* _BRIEF_
Please return exactly the lines from the beginning of the listing up to and including the line with "Target: small shrine", with no pictures.

* _DATASET_
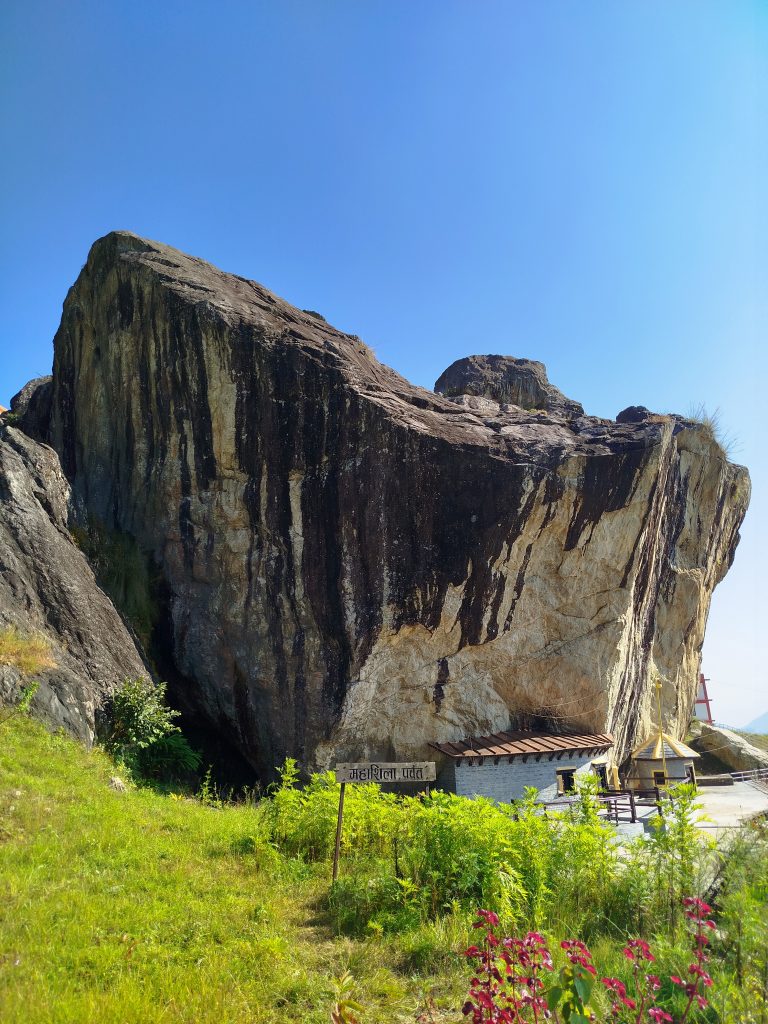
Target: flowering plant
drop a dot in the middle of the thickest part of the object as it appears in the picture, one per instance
(509, 986)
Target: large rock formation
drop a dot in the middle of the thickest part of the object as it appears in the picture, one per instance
(47, 589)
(356, 566)
(730, 748)
(506, 381)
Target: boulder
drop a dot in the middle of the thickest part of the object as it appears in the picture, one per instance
(354, 566)
(733, 750)
(507, 381)
(47, 588)
(31, 408)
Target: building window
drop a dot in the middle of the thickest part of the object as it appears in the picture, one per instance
(565, 780)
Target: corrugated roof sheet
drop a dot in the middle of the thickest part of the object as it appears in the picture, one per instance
(663, 745)
(514, 743)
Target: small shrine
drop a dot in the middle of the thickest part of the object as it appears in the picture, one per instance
(659, 762)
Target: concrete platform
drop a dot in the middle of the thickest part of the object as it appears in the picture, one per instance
(731, 806)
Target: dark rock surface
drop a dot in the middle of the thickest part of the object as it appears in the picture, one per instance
(634, 414)
(32, 407)
(507, 381)
(355, 566)
(47, 587)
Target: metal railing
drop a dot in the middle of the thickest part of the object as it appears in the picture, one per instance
(756, 775)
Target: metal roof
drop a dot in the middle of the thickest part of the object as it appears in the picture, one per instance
(663, 745)
(515, 743)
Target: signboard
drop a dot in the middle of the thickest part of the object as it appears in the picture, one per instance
(386, 771)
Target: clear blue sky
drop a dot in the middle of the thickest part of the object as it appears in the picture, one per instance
(583, 183)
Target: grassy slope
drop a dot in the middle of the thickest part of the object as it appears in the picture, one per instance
(136, 906)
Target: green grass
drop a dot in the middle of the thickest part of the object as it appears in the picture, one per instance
(759, 739)
(28, 653)
(138, 906)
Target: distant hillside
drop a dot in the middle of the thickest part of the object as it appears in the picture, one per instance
(758, 725)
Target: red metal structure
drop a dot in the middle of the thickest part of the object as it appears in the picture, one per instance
(702, 708)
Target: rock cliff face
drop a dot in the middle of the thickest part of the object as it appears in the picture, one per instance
(47, 588)
(356, 566)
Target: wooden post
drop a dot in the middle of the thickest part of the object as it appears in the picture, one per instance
(338, 830)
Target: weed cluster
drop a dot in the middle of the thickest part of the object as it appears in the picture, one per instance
(140, 732)
(410, 860)
(28, 653)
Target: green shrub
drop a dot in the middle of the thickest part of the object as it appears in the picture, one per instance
(140, 731)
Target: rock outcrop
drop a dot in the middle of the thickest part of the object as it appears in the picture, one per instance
(47, 588)
(506, 381)
(355, 566)
(734, 751)
(31, 407)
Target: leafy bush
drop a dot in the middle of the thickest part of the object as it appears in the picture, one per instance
(140, 731)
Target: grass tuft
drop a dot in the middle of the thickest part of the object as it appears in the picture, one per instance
(29, 653)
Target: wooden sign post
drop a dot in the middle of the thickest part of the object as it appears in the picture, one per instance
(377, 771)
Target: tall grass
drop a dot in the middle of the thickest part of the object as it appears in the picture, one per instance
(30, 653)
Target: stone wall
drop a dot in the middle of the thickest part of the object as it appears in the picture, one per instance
(508, 779)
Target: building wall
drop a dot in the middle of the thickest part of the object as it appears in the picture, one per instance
(508, 779)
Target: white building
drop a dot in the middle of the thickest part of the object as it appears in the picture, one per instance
(503, 765)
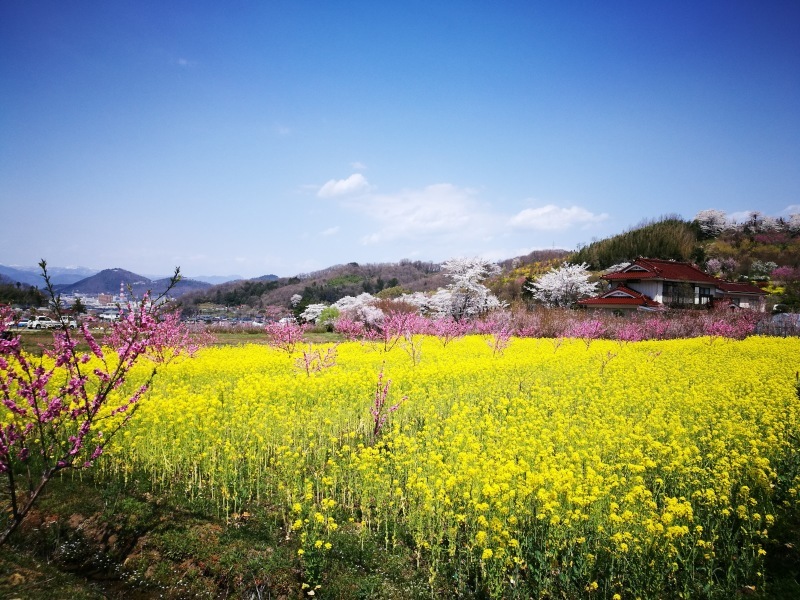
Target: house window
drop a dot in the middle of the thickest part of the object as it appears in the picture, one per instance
(678, 293)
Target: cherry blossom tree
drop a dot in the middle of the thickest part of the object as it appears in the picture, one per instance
(712, 222)
(563, 286)
(466, 296)
(61, 410)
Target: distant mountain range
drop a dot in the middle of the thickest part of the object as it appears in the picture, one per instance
(33, 275)
(111, 281)
(67, 276)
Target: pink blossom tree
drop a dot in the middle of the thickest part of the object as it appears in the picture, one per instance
(61, 410)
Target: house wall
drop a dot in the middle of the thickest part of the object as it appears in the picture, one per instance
(648, 288)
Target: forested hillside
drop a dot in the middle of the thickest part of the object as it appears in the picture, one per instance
(668, 238)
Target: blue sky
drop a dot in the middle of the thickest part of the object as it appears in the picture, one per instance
(286, 136)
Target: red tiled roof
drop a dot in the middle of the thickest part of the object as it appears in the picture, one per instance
(620, 296)
(653, 268)
(740, 288)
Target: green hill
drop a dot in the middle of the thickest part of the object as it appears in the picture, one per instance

* _SOLUTION FOR THIS EXERCISE_
Target: flowering plant
drop a dot in the middle of the thickest part of the object as it appears in the picture, one per instance
(509, 986)
Target: large rock formation
drop a dot in the middle of the thickest part of the object as it appears in the picture, one per instance
(47, 589)
(356, 566)
(730, 748)
(506, 381)
Target: boulder
drop a dot in the middle of the thickest part of the object as it appears in the picture, one per instance
(354, 566)
(733, 750)
(507, 381)
(47, 588)
(31, 408)
Target: building window
drop a dot in the middle of the thickest part of the object as it appears in the picture, one per instance
(565, 780)
Target: corrugated roof sheet
drop a dot in the middle of the thickest part of the object as it appears in the picture, one per instance
(663, 745)
(514, 743)
Target: small shrine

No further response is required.